Aim of the task. Would you print out every one of the entries below, line for line and without changing anything?
--- start of Provided records ---
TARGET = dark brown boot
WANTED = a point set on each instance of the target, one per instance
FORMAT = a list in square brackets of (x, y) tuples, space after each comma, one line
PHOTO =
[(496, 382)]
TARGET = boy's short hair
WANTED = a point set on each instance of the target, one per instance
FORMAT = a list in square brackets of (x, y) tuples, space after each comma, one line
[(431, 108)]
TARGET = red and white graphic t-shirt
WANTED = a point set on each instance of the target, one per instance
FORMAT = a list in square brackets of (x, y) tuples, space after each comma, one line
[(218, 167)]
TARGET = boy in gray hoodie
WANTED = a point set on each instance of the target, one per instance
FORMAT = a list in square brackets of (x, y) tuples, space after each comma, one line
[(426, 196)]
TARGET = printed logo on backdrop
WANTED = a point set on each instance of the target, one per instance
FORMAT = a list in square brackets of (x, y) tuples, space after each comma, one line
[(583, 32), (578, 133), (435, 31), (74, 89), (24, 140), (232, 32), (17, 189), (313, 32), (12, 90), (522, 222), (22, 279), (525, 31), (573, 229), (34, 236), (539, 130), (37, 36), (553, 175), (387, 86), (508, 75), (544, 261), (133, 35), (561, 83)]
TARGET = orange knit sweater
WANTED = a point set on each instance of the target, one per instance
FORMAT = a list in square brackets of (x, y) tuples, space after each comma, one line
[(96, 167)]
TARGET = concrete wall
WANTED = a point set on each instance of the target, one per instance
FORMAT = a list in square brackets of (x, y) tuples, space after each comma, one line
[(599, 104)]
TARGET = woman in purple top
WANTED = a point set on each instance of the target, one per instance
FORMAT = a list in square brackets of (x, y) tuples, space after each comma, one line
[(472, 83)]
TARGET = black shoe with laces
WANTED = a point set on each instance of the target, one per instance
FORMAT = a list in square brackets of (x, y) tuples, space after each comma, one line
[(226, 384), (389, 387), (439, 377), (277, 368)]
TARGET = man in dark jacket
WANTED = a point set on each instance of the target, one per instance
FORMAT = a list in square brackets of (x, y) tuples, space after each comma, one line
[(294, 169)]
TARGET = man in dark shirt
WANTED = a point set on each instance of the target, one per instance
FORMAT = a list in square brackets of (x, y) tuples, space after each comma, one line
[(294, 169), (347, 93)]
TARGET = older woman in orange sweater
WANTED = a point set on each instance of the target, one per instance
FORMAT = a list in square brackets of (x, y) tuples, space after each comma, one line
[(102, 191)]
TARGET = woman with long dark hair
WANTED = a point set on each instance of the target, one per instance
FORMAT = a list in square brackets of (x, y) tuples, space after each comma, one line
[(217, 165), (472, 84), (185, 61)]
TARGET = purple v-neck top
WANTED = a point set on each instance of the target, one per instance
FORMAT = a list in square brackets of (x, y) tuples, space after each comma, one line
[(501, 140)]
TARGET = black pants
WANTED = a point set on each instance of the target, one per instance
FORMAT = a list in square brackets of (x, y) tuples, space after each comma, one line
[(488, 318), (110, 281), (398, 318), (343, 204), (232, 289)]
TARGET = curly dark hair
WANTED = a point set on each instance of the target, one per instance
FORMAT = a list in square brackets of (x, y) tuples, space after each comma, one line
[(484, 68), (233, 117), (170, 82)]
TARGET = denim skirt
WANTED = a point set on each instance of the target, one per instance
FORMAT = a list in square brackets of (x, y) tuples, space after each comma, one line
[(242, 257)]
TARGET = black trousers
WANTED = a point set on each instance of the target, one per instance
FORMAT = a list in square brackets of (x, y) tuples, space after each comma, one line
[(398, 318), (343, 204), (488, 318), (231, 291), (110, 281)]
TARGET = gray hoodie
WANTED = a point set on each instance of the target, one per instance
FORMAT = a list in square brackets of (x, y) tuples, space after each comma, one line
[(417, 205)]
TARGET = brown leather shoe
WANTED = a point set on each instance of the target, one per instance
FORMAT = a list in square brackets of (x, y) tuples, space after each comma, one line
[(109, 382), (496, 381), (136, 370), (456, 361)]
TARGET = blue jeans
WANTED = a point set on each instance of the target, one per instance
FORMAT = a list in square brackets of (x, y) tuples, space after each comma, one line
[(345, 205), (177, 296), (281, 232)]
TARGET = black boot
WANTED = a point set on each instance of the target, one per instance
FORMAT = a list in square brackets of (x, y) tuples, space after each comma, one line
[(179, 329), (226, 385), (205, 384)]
--- end of Provided records ---
Problem solution.
TARGET = dark brown boot
WANTED = a point set on each instance of the target, one per instance
FORMAT = a list in square brackets of (x, y) tuples, space after each comma, one line
PHOTO =
[(496, 382)]
TARGET = boy's short hair
WANTED = a point set on each instance of the target, one per instance
FORMAT = a list in square brackets of (x, y) tuples, space after each comma, one line
[(431, 108)]
TARGET = red and white graphic t-shirt
WANTED = a point set on each instance of the target, one per instance
FORMAT = a list in square brackets of (x, y) tuples, space after each comma, one line
[(218, 167)]
TARGET = boy in gray hoodie
WANTED = a point set on each instance of the target, one per instance
FORMAT = a list in square brackets of (x, y) tuples, space after each comma, one line
[(426, 196)]
TARGET = printed logo on backdrop
WANTED = a point set on each instance of the target, one per instance
FORMAT = a list in square brackets of (x, y) tuples, space after each comma, one line
[(583, 32), (578, 133), (435, 31), (74, 89), (24, 140), (232, 32), (17, 189), (313, 32), (12, 90), (522, 222), (22, 279), (525, 31), (573, 229), (34, 236), (539, 130), (37, 36), (553, 175), (387, 86), (508, 75), (544, 261), (133, 35), (561, 83)]
TARGET = orange knit sweater
WANTED = a point set on each instance of the target, one per instance
FORMAT = a list in square brackets of (x, y) tuples, space after each comma, one line
[(96, 167)]
TARGET = concrete wall
WANTED = a point set on each instance of the target, one per instance
FORMAT = a list in square brackets of (x, y) tuples, space after each comma, one line
[(599, 104)]
TARGET = woman in purple top
WANTED = a point set on each instance of the target, one per instance
FORMAT = a list in square brackets of (x, y) tuples, space after each comma, one line
[(472, 83)]
TARGET = black shoe with laces
WANTED = a point set on each instance of the target, one per instance
FORMAT = a list in square brackets of (x, y) tuples, space after each comma, one line
[(226, 384), (389, 387), (439, 377), (277, 368)]
TARGET = man in dark jacket
WANTED = a point set on each instance of the target, one per instance
FORMAT = a list in square brackets of (x, y) tuples, space after each comma, one line
[(294, 169)]
TARGET = man in dark shirt
WANTED = a point set on each instance of the target, one per instance
FORMAT = a list in square brackets of (x, y) tuples, space after each comma, one line
[(294, 169), (347, 93)]
TARGET = older woman in orange sweater
WANTED = a point set on each instance of the target, one per instance
FORMAT = a list in square brackets of (x, y) tuples, space after each comma, one line
[(102, 191)]
TARGET = woman with long dark hair
WANTED = a point set on each instance of the target, one per instance
FORMAT = a list in square brackets of (x, y) tuples, space after each comma, one line
[(217, 165), (472, 84), (185, 61)]
TARGET = purple v-neck top
WANTED = a point set on each instance of the target, one per instance
FORMAT = a list in square brackets of (x, y) tuples, space after each comma, one line
[(501, 140)]
TARGET = black pants
WANTED = a point set on each instance of the target, one per instance
FORMAT = a list in square brackets of (x, y) tuples, space after each comma, one line
[(488, 318), (110, 281), (398, 318), (343, 204), (232, 289)]
TARGET = curly dark hair
WANTED = a point set on each instance of the target, one per instance
FORMAT = a list in square brackets of (x, y) tuples, space after each comma, one line
[(484, 68), (233, 117), (170, 82)]
TARGET = denim skirt
WANTED = a point set on each instance of the target, one per instance
FORMAT = a list in square brackets of (x, y) tuples, space after each comma, one line
[(242, 257)]
TARGET = black trousers
WANTED = a point set on each instance of the target, one per instance
FORMAT = a list in square brackets of (x, y) tuples, space after each comma, one line
[(398, 318), (343, 204), (488, 318), (231, 291), (110, 281)]
TARGET = gray hoodie
WANTED = a point set on each instance of the target, one per instance
FORMAT = a list in square brackets of (x, y) tuples, space after each comma, one line
[(417, 205)]
TARGET = brown leather shoe
WANTED = a point set on each instance of the target, one per instance
FORMAT = a list in square brackets of (x, y) tuples, space after each comma, one line
[(109, 382), (496, 381), (136, 370), (456, 361)]
TARGET = blue jeans
WANTED = a point set on each instance of the target, one per instance
FORMAT = a list in square brackets of (x, y) tuples, space after each comma, one line
[(345, 205), (177, 296), (281, 232)]
TARGET = black boot
WANTED = a point set on each instance of the target, one per instance
FORMAT = a list in square brackets of (x, y) tuples, space after each comma, one line
[(179, 329), (226, 385), (205, 384)]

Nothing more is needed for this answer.